▸ **GEGEBENE EINTRÄGE**:
—————

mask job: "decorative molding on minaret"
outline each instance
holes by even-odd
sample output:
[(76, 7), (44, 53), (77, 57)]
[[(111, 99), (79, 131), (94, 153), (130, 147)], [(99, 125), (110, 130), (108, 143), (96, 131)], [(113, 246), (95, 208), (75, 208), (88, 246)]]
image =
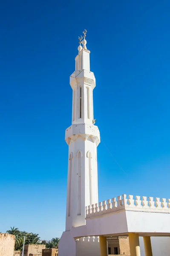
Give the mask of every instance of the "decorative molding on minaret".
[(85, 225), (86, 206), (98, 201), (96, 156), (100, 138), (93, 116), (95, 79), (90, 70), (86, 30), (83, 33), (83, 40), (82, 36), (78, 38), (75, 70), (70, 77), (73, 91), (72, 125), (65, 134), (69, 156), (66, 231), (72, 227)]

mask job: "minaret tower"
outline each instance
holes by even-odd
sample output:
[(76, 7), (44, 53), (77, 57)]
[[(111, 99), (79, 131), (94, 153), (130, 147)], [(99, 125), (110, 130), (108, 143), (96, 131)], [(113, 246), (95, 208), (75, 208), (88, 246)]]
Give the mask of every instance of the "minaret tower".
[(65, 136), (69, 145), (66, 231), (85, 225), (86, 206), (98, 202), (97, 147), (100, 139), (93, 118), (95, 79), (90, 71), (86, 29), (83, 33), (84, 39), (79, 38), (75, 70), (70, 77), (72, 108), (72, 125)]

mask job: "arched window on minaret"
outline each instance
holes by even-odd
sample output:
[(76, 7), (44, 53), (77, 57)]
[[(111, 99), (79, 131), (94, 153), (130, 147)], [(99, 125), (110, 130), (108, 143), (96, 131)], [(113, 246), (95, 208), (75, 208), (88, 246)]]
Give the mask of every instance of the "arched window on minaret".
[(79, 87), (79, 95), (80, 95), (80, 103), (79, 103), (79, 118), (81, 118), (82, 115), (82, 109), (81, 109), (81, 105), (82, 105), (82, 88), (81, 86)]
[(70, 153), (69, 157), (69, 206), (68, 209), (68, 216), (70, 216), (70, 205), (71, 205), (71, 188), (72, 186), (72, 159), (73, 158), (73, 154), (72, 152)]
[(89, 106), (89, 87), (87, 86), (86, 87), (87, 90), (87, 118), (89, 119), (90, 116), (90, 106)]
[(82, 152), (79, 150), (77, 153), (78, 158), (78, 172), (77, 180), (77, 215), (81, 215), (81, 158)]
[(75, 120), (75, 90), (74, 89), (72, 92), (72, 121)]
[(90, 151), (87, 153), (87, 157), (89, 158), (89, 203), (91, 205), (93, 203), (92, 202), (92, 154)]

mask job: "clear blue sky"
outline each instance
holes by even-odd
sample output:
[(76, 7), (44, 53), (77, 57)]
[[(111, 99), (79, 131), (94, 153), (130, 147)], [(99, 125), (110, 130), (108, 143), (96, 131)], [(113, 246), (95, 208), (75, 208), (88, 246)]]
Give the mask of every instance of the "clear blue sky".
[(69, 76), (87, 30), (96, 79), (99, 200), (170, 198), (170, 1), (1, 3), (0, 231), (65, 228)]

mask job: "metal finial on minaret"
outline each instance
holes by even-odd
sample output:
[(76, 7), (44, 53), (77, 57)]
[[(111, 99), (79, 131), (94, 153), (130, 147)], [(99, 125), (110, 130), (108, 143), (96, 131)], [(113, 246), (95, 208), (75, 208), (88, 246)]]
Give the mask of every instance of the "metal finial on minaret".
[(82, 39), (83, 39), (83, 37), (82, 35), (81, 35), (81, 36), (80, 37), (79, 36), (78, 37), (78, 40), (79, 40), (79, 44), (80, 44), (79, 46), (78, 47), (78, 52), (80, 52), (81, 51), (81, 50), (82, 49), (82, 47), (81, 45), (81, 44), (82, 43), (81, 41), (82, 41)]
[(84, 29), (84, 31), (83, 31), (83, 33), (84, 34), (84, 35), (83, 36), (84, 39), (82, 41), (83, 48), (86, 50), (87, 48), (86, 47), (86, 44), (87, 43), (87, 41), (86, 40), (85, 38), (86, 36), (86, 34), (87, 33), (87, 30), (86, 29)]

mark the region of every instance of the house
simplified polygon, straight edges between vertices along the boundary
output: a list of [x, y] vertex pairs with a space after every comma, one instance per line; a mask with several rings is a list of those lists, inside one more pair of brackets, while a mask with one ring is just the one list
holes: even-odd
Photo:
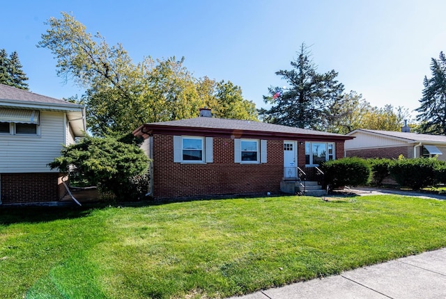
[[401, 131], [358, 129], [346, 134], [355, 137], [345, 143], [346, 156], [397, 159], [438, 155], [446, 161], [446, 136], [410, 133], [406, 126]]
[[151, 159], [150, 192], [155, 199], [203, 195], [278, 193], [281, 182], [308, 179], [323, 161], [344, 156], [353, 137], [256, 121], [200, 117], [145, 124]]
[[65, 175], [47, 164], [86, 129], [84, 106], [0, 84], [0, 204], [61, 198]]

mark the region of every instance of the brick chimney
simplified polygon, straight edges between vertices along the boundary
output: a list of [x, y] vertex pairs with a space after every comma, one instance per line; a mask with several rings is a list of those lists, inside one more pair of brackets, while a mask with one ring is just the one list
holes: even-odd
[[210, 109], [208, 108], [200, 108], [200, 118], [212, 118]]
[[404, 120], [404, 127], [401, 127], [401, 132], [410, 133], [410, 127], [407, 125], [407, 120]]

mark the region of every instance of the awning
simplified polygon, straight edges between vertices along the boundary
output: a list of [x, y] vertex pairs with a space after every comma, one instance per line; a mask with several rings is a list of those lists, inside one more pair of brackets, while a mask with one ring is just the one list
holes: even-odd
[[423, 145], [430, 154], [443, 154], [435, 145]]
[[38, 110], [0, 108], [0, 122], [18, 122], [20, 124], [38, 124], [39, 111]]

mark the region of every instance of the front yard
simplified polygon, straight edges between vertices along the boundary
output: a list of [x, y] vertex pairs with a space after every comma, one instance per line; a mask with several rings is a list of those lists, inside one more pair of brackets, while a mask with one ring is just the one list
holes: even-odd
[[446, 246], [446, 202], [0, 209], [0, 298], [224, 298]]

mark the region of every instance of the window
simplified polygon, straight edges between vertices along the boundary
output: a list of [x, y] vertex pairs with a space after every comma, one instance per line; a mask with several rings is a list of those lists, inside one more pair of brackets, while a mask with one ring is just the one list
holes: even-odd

—————

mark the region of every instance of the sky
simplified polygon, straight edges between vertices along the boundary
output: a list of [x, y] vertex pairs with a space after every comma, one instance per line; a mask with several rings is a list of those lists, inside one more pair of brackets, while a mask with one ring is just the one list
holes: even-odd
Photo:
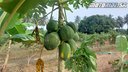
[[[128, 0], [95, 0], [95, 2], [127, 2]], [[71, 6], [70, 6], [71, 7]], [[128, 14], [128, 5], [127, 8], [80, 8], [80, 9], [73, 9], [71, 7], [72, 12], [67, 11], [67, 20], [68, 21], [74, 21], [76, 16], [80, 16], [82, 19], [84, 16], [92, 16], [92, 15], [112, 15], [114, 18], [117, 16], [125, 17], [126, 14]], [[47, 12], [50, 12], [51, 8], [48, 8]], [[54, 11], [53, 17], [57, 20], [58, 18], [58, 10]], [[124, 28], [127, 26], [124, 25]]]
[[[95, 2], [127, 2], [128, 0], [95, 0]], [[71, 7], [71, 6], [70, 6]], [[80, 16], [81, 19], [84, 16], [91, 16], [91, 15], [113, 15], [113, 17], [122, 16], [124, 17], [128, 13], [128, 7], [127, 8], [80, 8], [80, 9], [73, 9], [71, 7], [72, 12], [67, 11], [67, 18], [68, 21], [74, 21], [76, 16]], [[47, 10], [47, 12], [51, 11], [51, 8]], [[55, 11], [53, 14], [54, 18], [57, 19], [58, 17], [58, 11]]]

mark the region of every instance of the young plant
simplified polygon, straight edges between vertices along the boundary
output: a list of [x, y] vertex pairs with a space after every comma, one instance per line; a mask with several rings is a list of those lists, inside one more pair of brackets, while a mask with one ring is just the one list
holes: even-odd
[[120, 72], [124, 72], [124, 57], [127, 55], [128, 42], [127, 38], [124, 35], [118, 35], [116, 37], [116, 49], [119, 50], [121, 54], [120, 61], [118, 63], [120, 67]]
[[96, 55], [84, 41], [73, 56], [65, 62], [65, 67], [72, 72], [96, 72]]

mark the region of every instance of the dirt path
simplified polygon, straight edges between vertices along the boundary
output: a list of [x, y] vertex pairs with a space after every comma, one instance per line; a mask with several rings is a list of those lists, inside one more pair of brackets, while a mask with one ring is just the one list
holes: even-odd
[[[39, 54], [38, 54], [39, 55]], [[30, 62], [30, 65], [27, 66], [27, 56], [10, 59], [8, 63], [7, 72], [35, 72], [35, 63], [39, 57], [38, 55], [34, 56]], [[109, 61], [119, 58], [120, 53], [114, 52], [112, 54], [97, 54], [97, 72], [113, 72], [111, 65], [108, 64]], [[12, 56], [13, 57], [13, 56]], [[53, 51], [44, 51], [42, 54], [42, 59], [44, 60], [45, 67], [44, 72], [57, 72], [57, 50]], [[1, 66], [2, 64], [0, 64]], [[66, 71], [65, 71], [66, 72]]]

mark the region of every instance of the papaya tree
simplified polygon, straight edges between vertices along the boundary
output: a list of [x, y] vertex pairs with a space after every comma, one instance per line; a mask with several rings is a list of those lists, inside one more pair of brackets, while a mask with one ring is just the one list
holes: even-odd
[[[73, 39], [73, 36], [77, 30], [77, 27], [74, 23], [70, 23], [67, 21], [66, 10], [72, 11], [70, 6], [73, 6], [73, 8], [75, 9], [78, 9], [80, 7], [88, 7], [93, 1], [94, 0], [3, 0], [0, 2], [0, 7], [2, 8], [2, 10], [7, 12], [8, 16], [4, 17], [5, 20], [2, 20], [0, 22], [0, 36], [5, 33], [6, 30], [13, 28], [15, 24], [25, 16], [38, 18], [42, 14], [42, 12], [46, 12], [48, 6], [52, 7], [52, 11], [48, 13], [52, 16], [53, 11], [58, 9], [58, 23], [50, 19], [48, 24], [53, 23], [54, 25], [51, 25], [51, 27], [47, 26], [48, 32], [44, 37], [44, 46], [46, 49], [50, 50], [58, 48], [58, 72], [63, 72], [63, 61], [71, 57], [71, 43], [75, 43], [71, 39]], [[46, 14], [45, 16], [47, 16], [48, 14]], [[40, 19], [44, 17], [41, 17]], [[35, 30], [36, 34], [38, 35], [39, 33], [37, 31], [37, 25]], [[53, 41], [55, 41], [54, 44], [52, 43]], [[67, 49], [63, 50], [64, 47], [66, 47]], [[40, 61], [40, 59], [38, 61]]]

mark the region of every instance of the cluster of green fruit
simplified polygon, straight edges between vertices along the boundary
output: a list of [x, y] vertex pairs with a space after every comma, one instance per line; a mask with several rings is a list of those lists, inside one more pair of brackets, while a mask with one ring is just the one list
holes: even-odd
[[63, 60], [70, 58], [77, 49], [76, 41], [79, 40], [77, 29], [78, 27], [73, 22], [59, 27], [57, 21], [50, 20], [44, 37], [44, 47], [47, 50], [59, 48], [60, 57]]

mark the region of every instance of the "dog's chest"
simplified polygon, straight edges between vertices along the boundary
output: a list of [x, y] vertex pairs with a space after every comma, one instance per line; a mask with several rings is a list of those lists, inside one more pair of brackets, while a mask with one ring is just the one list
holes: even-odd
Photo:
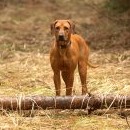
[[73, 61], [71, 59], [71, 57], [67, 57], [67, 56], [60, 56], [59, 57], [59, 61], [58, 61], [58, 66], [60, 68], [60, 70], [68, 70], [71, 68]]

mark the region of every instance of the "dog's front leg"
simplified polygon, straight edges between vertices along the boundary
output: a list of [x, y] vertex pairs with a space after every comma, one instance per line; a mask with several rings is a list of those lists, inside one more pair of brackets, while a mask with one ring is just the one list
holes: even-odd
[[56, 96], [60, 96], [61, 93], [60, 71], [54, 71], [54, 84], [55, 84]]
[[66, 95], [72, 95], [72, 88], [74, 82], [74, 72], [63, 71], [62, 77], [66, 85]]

—————

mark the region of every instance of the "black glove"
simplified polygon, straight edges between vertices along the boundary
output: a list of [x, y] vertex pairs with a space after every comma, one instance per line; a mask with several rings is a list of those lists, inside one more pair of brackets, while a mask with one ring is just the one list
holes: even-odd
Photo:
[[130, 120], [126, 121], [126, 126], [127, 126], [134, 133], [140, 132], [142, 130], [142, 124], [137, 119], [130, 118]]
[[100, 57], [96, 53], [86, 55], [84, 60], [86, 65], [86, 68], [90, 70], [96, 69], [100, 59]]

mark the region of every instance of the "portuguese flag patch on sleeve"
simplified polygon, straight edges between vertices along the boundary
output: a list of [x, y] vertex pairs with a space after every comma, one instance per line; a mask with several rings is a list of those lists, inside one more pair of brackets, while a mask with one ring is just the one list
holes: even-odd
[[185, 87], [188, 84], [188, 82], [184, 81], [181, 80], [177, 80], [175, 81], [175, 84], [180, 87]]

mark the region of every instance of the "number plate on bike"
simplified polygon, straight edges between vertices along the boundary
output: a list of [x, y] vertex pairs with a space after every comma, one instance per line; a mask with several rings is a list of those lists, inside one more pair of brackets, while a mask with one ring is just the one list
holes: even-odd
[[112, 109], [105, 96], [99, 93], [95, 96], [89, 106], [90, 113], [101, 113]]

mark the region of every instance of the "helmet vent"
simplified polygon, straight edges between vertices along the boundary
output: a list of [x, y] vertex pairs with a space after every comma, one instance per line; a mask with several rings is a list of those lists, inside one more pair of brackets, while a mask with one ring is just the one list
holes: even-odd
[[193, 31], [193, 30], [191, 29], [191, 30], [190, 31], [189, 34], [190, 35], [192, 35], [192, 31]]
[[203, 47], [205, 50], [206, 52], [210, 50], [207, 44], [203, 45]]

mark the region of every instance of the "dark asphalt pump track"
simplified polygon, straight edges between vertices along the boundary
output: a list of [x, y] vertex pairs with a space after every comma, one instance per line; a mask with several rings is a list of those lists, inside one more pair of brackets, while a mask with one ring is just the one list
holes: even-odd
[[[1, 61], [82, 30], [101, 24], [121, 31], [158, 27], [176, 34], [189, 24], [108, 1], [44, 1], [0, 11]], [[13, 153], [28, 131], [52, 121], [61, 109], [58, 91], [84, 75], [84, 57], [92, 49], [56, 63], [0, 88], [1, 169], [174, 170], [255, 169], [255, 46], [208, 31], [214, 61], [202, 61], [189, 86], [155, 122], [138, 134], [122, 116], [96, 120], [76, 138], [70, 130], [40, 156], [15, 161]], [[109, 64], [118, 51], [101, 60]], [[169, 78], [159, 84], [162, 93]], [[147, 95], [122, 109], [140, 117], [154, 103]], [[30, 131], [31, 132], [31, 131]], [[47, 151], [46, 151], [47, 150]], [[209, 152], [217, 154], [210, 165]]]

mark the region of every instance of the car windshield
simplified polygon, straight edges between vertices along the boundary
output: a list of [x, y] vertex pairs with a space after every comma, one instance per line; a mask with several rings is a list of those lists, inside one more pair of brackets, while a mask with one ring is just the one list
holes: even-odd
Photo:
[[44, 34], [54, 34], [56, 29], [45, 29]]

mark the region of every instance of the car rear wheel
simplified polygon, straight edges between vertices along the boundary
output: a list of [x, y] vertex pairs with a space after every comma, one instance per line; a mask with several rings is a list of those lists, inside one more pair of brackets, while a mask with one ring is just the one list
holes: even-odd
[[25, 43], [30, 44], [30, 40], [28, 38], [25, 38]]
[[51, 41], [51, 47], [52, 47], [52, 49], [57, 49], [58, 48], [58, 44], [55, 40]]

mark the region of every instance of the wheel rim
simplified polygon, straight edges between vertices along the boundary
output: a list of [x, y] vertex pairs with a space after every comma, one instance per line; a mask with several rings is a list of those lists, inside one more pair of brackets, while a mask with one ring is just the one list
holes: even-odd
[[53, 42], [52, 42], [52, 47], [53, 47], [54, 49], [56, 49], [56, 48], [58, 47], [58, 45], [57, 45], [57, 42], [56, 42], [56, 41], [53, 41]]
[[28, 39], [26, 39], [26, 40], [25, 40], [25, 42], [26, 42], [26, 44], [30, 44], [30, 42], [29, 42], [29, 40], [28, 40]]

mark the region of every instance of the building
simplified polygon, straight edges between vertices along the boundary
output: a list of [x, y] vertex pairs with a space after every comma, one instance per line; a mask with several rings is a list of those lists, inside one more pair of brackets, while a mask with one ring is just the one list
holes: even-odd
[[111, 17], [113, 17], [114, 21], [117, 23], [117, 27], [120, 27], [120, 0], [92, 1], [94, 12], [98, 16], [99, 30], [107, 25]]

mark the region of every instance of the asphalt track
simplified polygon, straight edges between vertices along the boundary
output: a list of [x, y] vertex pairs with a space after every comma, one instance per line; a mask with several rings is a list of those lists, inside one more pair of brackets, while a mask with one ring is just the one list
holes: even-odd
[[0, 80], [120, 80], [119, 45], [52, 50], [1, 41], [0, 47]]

—————

▸ **DEINE AUFGABE**: Wandle den Abschnitt von der Zeile mit „mark the region of every instance of the front“ bis einschließlich der Zeile mit „[[446, 246], [446, 202], [0, 209], [0, 298], [224, 298]]“ in eine CSV mit den Spalten eingabe und ausgabe um, mit einer Zeile pro Eintrag. Der Text kommt in eingabe, die Antwort in ausgabe, jeweils als ein Feld in Anführungszeichen und mit Leerzeichen statt Zeilenumbrüchen.

▸ **LÖSUNG UNTEN**:
eingabe,ausgabe
"mark the region of every instance of the front yard simplified polygon, straight edges between vertices along the boundary output: a list of [x, y] vertex pairs with a space after every comma, one instance per line; a mask with several rings is a list of those lists, inside one more pair of brackets, while a mask with one ring is just the one list holes: even-odd","[[446, 246], [446, 202], [0, 209], [0, 298], [224, 298]]"